### WHAT YOU NEED TO DO
Among the entries below, determine how many lines contain the word "coords" and state only that figure.

Collected data entries:
.....

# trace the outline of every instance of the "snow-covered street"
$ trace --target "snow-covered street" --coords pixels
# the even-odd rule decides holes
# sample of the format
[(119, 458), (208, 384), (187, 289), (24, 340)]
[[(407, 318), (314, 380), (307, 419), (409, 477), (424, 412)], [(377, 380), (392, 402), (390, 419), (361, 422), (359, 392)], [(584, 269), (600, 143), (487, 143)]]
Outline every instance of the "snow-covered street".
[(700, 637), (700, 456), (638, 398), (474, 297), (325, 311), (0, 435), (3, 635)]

.....

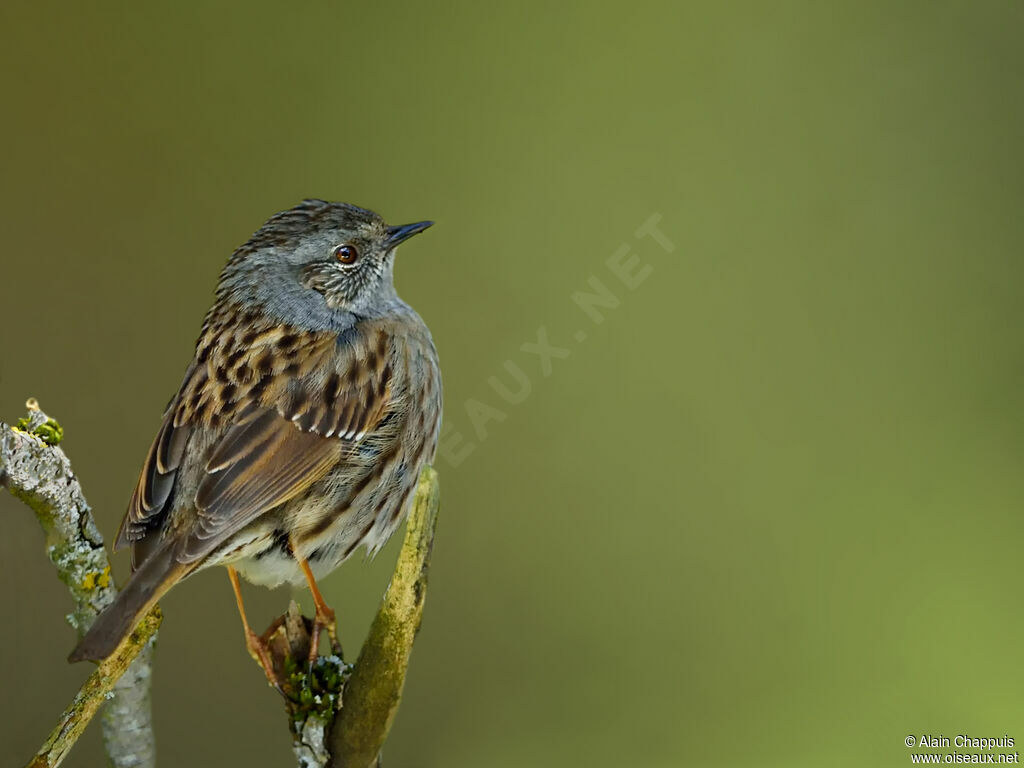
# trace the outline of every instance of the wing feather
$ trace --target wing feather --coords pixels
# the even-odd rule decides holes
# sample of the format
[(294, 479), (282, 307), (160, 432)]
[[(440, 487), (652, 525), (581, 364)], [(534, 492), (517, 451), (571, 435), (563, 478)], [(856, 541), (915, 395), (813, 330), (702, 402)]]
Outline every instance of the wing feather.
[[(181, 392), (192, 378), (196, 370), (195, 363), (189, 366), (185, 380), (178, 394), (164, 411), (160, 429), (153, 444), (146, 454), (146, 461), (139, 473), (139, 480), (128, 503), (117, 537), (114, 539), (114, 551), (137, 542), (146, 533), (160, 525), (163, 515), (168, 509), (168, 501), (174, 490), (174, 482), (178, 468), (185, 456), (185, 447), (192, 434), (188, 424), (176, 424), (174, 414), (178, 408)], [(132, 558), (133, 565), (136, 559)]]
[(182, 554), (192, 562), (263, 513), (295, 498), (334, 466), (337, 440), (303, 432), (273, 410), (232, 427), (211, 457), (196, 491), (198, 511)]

.....

### OUTPUT FOR THIS EXERCISE
2